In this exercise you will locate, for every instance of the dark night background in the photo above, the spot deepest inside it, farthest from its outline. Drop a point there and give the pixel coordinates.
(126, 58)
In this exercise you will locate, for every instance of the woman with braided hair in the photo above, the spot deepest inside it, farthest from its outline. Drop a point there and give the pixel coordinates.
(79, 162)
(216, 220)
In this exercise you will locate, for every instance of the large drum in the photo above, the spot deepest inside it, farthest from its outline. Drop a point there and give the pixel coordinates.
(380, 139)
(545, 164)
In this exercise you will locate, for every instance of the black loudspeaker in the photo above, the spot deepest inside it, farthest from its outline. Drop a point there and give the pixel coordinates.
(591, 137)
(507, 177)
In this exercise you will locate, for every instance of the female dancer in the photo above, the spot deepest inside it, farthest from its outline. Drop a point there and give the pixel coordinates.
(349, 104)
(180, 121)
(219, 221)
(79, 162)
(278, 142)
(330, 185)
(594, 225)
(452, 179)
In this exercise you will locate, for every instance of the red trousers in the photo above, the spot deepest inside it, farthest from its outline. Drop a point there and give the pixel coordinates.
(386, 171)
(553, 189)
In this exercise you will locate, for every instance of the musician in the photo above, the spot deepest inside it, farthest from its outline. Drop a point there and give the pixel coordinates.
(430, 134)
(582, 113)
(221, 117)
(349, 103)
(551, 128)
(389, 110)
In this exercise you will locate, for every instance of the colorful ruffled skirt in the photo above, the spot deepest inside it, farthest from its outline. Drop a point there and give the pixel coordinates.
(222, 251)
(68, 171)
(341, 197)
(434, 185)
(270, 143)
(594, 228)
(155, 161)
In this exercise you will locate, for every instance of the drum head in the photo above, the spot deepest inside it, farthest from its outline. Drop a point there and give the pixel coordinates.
+ + + +
- _OBJECTIVE_
Reproduce every row above word for word, from the first to the last.

- _EXPECTED OUTPUT_
In this exercise you will locate, for every instance of the dark night background in the photo above, the spot deepest inside it, farthest from its outline. Drop a point there and give the pixel coordinates.
(126, 58)
In this exercise you will locate, for every instance of the woman with braided hair in the photo above, the spot deepest inside it, farthest from its outline. Drop a point there and give the pixel coordinates.
(79, 162)
(216, 220)
In this exercise you will locate, for every instance of the large drum in the photo above, the spot deepest inside it, farthest from its outline. Drop a point there and give the pixel coordinates.
(380, 139)
(545, 164)
In this exercise you will locate, for every instance of the black loudspeaker in the photo above, the spot deepest inside it, farthest from its outline. Drop a point there and give the pixel coordinates.
(591, 137)
(507, 177)
In this exercise you will locate, for every instance of the female dancer in the photo above, the spot deepest inside it, farthest from its outline. Drop a point there and give the pixel coordinates.
(349, 104)
(180, 121)
(219, 221)
(79, 162)
(278, 142)
(330, 185)
(594, 225)
(452, 179)
In this exercise you will locate, for every instance of the red trousers in the photo above, the spot deepest inside it, farthest from its outline. Drop a point there and give the pixel coordinates.
(386, 171)
(553, 189)
In this exercise you will locate, for every instance of the musician in the photo above, the spot deepest inside it, farthest from its outline. Drop a point there and give the pixel coordinates.
(430, 134)
(582, 113)
(221, 117)
(349, 103)
(551, 128)
(389, 110)
In this exercise you will locate, for every instance of the colorful ruffled skirt in the photo above, the spot deepest inside it, farthest from its outline. Drop a point there and give the pixel coordinates.
(222, 251)
(68, 171)
(341, 197)
(434, 185)
(270, 143)
(594, 228)
(155, 161)
In this exercise you will locate, for every instance of the drum head in the photo above, the spot deepest inside it, farthest from its outline. Drop a point there and give the pixel coordinates.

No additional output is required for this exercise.